Include in the output the line containing "Target: black tire" and each subsequent line of the records, through the end, transcribed exactly. Add nothing else.

### Supplied data
★ ★ ★ ★ ★

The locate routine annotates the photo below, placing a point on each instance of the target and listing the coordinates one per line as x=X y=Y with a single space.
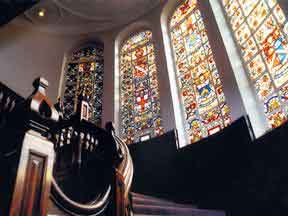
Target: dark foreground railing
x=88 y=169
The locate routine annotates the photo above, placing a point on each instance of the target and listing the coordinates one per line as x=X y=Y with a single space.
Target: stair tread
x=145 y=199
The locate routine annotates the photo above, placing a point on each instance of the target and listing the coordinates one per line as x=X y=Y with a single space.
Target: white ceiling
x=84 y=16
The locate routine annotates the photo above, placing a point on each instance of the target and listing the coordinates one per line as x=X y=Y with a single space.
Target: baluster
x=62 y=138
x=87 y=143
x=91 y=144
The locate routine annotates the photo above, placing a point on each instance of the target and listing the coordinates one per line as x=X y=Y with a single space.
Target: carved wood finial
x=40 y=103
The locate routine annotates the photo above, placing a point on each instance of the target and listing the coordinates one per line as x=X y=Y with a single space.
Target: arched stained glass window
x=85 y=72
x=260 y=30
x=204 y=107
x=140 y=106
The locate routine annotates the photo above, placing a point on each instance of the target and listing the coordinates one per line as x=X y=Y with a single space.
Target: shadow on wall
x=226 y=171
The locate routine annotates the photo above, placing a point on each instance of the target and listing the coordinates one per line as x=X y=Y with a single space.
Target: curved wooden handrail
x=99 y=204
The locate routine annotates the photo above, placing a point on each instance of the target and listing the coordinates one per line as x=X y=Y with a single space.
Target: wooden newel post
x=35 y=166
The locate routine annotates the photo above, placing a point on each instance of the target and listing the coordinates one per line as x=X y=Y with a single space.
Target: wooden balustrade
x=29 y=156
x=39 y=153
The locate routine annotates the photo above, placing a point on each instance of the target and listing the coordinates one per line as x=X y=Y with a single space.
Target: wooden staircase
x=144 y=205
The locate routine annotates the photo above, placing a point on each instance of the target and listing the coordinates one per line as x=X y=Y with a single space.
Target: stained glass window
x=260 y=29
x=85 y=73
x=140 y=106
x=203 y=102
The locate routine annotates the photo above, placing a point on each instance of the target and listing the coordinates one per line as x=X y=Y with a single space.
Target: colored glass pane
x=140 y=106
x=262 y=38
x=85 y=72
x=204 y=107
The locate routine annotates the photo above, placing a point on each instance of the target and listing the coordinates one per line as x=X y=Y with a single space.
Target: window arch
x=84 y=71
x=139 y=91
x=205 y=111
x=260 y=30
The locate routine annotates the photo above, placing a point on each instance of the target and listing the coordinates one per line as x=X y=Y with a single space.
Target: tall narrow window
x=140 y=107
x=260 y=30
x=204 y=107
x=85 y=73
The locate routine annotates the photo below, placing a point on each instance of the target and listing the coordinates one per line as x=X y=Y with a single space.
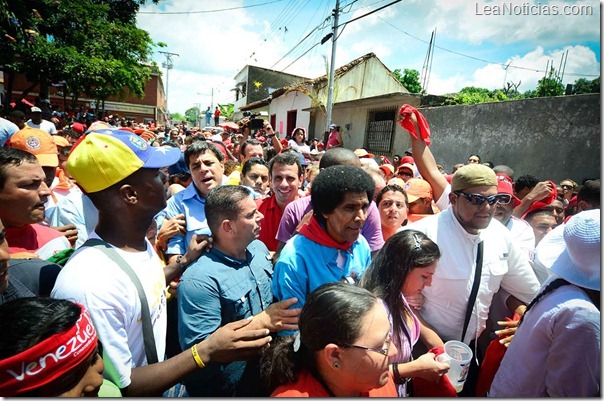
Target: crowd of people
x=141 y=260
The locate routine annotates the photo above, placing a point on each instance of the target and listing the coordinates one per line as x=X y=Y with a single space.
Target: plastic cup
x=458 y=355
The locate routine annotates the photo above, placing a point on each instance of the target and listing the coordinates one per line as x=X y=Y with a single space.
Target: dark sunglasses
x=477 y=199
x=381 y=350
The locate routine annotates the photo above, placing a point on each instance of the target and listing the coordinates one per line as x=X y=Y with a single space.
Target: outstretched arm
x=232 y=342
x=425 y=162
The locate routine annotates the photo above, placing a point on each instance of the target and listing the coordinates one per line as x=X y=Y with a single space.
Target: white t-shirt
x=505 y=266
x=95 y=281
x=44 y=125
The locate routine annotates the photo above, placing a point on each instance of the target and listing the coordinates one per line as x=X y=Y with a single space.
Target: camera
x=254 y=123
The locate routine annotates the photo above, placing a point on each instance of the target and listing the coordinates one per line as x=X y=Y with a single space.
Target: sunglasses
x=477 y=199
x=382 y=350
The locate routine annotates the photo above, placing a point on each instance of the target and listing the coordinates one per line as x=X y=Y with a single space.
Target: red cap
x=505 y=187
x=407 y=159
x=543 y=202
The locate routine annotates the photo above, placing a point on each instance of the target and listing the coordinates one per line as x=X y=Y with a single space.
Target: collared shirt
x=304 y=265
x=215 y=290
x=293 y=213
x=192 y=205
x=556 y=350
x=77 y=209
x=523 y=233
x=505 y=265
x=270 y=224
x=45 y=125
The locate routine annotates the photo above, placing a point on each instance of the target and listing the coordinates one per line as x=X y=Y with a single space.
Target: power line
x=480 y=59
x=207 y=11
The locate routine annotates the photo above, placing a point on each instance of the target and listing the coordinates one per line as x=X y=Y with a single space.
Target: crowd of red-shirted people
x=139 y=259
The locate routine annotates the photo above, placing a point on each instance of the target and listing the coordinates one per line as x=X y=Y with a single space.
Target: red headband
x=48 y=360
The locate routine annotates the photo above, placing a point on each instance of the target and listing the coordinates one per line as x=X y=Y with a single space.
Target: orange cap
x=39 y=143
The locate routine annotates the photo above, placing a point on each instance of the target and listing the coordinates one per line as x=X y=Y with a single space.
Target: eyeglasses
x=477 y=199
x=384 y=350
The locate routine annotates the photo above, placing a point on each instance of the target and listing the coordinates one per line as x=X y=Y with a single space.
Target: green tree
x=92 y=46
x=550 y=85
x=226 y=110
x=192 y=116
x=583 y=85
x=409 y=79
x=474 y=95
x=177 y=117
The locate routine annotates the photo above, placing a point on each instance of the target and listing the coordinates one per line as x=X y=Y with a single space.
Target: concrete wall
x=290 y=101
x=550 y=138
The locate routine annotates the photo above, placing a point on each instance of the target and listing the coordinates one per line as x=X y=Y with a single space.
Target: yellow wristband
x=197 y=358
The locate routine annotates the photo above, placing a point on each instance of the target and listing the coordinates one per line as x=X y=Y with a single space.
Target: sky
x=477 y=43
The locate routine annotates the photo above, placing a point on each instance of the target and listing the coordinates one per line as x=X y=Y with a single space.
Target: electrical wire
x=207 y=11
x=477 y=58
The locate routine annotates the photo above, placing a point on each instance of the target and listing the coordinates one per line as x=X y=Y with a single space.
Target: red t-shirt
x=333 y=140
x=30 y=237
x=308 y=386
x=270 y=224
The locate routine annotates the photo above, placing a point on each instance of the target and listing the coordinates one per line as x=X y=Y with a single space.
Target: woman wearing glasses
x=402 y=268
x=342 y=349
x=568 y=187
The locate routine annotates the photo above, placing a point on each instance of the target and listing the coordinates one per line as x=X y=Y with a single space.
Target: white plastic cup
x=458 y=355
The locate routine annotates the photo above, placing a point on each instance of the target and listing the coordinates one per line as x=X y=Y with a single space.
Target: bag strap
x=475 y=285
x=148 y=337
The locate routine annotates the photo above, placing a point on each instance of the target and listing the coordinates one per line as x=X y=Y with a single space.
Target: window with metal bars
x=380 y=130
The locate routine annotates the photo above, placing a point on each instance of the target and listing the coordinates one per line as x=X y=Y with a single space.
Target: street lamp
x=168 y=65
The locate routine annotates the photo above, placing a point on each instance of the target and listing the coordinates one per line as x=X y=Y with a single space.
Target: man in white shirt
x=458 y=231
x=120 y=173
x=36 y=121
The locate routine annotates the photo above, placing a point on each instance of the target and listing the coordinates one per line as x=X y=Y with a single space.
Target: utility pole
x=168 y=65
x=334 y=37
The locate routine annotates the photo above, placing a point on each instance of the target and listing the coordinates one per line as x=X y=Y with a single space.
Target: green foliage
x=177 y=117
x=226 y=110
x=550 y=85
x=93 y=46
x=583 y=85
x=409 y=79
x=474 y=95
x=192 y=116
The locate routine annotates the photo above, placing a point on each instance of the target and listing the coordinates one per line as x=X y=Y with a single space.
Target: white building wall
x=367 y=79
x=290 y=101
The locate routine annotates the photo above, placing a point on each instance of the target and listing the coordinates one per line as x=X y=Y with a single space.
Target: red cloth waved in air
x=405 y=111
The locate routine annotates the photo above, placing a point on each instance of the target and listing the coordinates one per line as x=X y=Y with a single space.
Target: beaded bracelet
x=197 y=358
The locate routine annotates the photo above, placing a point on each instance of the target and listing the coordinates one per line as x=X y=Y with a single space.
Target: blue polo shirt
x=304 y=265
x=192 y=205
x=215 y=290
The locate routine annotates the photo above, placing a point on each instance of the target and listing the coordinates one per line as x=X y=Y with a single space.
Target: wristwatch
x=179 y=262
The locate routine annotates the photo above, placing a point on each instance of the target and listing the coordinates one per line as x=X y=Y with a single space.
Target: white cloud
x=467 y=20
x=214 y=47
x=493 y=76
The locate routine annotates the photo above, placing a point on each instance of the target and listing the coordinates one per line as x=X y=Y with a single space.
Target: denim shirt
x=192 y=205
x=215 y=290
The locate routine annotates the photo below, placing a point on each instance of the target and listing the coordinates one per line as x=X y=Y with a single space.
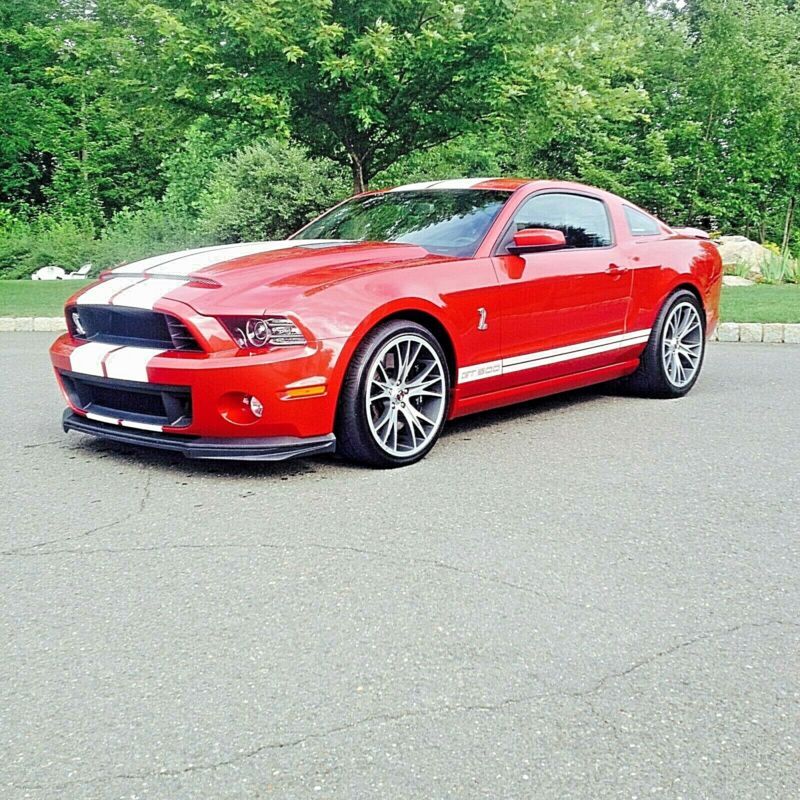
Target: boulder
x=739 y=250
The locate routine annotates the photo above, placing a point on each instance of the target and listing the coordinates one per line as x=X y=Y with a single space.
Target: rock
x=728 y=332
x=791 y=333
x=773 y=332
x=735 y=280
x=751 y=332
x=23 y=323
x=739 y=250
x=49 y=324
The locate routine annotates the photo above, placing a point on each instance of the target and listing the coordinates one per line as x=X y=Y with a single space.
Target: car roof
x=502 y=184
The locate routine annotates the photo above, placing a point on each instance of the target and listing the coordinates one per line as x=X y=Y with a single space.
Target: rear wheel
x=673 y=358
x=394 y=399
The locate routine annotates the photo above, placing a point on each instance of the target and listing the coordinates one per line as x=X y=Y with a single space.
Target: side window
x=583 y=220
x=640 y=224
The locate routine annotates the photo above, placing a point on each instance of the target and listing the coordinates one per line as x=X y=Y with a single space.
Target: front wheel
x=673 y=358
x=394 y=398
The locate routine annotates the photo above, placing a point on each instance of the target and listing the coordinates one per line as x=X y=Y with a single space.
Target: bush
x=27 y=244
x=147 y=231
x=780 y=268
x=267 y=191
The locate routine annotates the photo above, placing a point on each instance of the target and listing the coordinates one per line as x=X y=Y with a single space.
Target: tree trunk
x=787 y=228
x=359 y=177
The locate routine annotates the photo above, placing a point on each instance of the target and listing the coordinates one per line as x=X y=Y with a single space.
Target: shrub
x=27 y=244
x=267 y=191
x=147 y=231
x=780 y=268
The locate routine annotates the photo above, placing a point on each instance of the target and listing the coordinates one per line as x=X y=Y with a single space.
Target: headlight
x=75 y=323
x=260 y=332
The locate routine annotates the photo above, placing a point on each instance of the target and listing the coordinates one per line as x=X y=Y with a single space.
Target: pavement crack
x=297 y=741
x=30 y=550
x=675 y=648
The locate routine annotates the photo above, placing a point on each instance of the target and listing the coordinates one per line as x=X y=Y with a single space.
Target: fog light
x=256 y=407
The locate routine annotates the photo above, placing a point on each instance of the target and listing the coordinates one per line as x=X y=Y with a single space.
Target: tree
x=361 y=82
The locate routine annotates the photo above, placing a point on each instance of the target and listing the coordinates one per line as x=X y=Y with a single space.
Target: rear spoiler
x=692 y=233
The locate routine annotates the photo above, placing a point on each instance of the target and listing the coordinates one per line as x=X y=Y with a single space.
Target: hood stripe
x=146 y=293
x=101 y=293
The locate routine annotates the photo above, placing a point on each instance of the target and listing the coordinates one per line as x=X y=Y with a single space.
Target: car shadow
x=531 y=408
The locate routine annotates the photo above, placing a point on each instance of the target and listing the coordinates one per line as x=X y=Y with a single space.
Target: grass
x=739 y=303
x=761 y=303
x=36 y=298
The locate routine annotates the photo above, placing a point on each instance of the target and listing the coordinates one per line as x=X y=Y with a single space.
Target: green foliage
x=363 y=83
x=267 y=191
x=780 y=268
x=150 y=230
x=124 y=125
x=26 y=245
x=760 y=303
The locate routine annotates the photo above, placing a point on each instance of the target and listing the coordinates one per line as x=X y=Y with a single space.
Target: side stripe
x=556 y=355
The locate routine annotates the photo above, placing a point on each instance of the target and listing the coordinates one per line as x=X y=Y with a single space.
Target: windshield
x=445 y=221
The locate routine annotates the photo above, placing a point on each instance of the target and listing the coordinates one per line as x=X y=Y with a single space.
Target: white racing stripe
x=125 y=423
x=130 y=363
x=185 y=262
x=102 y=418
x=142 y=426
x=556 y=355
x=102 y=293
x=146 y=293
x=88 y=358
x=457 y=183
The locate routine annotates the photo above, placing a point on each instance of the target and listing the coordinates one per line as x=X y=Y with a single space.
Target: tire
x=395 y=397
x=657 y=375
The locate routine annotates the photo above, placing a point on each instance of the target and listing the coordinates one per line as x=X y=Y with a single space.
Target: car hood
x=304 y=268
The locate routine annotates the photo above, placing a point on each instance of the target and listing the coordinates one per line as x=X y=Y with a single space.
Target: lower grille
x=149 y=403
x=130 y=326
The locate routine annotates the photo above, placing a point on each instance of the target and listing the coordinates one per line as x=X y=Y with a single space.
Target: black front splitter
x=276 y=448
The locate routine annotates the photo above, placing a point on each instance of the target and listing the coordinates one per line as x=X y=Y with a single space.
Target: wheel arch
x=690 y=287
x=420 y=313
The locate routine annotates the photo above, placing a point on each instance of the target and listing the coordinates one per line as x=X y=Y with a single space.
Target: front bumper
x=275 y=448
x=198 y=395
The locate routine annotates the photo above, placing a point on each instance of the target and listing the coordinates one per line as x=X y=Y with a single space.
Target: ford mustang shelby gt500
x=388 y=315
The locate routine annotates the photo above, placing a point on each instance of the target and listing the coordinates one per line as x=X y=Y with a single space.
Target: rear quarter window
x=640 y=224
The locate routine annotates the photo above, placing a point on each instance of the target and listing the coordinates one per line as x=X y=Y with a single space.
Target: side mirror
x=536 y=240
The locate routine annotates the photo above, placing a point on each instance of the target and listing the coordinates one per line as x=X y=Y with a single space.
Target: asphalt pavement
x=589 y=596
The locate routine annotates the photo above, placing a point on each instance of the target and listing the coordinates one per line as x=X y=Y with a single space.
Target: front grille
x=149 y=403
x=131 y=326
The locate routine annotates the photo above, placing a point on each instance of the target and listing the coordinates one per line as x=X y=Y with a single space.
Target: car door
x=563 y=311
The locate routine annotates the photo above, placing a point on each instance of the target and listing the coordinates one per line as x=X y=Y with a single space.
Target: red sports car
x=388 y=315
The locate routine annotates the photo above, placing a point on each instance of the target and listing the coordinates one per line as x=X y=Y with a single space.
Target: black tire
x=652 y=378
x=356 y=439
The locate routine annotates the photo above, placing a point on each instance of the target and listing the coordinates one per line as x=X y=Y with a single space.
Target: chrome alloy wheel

★ ★ ★ ★ ★

### Answer space
Target: black tire
x=652 y=378
x=356 y=439
The locate routine annotates the photo above, placing a point on each instance of the target and listing the coordinates one per line as x=X y=Y with a single space.
Target: chrome alloy wheel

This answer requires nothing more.